## DATA SUPPLIED
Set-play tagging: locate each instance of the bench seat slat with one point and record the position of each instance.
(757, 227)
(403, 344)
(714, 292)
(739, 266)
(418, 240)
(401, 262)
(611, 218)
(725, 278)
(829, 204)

## GOAL
Set out every line of the records above as a numbered list, omitting any blank lines.

## REPLY TO THE TASK
1. Set-play tagging: locate each instance of the bench seat slat with one point and record the position of each instance.
2. (757, 227)
3. (403, 344)
4. (714, 292)
5. (739, 266)
6. (418, 240)
7. (401, 262)
8. (611, 218)
9. (725, 278)
10. (829, 204)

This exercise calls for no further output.